**Exercise**
Exact copies are required of the lines from the line containing "player's right hand" through the final line of the listing, both included, and of no other lines.

<<<<

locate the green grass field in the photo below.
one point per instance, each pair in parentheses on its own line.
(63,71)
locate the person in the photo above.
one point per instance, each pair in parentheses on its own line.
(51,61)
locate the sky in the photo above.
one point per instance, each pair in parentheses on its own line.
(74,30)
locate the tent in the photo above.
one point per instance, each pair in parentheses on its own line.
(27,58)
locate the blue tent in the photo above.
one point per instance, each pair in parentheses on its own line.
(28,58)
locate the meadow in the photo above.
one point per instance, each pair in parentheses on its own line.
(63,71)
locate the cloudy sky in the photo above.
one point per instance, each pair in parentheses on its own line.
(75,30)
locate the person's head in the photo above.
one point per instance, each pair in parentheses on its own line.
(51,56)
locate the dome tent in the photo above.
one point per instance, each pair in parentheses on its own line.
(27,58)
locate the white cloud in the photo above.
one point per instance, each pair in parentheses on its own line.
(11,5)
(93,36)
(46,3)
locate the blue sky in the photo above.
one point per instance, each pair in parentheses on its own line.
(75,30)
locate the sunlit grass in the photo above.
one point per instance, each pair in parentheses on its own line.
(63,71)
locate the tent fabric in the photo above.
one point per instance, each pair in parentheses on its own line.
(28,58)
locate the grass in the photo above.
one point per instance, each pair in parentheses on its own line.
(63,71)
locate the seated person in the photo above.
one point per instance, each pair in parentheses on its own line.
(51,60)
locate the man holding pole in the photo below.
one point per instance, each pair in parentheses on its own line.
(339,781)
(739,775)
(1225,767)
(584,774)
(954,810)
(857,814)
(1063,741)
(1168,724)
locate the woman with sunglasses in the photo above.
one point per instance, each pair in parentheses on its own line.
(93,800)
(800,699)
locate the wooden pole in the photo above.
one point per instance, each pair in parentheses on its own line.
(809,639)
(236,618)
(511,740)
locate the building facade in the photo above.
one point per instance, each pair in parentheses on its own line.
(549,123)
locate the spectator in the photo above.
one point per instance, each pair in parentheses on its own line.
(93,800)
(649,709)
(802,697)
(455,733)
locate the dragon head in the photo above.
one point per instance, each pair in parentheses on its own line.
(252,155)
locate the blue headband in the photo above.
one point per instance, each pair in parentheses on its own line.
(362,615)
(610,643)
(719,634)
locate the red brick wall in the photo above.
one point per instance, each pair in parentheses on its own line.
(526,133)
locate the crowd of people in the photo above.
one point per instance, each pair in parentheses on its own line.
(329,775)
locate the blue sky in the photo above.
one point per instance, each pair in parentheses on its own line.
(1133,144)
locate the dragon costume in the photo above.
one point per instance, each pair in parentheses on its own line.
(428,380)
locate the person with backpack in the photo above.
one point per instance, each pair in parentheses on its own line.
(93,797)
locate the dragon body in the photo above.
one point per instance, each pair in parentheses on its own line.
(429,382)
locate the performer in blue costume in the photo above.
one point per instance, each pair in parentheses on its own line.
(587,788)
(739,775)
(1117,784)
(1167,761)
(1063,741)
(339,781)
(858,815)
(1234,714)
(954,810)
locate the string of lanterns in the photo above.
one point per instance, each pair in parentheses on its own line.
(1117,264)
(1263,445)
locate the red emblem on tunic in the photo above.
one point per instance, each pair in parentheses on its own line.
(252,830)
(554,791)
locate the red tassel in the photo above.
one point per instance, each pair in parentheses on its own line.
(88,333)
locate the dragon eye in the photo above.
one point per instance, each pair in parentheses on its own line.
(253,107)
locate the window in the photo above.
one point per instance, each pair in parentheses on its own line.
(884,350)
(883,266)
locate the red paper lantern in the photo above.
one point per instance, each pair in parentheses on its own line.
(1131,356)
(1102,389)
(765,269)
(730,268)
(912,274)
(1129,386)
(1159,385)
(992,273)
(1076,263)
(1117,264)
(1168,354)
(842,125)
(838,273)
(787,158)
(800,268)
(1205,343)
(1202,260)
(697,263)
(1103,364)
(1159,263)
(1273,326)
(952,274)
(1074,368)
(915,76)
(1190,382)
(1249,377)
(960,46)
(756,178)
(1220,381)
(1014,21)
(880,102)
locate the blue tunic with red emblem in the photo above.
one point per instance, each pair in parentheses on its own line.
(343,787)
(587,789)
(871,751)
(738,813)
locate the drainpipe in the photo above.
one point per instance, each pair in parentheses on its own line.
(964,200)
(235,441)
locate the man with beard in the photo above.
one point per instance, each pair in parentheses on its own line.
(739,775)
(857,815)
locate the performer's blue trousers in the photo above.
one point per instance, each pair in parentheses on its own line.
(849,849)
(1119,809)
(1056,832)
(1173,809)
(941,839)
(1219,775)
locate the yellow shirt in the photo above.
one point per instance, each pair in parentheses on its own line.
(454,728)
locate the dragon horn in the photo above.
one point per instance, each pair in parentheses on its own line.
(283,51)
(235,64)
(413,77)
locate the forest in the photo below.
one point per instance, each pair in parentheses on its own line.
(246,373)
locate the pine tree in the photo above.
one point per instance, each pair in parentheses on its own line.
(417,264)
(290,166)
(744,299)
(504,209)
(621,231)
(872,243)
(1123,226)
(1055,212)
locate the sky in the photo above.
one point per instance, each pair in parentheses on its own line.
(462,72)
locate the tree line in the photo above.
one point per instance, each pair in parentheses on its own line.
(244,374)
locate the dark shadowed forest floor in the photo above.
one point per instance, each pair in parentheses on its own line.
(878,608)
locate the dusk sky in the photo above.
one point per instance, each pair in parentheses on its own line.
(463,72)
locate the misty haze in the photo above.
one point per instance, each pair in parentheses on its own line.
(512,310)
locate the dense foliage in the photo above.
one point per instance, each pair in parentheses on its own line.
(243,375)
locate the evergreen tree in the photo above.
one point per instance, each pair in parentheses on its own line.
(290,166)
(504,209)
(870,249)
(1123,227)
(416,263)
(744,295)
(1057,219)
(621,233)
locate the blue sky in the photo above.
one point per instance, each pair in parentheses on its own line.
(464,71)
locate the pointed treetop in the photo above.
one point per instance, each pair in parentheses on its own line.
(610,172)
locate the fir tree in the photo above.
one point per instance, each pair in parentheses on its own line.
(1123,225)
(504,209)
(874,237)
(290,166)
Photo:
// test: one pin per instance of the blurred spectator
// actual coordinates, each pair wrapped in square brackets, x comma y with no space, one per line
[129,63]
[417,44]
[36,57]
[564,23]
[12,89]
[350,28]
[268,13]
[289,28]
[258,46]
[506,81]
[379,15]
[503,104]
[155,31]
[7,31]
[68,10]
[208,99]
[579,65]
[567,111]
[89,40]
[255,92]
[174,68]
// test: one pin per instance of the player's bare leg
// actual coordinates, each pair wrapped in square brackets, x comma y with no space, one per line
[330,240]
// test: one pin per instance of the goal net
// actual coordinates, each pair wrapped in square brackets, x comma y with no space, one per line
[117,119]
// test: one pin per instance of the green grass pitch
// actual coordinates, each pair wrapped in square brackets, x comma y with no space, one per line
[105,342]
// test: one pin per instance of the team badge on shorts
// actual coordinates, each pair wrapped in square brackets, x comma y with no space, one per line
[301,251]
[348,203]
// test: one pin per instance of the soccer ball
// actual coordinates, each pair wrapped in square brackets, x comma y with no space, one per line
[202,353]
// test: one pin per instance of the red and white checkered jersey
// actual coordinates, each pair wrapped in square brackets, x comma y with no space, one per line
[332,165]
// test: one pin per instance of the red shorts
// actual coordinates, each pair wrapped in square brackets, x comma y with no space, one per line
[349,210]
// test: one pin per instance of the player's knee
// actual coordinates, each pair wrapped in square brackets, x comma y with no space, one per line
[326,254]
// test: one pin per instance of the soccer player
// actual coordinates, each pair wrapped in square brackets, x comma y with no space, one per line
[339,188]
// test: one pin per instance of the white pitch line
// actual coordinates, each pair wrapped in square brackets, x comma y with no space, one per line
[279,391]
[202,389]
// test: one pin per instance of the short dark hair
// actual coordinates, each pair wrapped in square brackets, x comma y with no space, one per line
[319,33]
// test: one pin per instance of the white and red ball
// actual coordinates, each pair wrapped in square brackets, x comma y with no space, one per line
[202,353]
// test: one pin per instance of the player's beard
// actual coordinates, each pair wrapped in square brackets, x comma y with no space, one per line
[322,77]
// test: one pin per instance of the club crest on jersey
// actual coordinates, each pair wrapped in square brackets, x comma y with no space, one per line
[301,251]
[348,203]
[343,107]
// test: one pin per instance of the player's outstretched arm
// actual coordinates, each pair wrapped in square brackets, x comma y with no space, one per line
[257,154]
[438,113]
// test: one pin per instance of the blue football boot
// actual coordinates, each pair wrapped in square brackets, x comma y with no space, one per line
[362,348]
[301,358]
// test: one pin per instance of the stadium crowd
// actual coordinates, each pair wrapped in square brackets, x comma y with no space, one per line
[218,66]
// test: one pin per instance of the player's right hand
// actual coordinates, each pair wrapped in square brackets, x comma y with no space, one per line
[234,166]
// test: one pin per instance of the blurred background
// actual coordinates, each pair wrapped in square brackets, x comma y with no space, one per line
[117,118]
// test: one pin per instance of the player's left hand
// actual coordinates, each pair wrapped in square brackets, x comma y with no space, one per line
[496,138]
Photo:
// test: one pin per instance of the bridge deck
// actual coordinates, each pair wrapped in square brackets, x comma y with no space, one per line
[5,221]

>>>>

**The response**
// test: one pin per instance of the player's right hand
// actual coordinates, each pair wrapped in square brackets, x comma y with no space, one per line
[234,166]
// test: one pin per instance of the blurred background
// actual coordinates, each pair wrapped in square brackets, x comma y with no space, one per line
[117,118]
// test: one pin per instance of the player's left hand
// actual coordinates, each pair wrapped in square brackets, x comma y with no space, one per line
[496,138]
Photo:
// test: one pin per instance of the bridge deck
// actual coordinates, each pair wrapped in square brackets, x comma y with no space, one per line
[5,221]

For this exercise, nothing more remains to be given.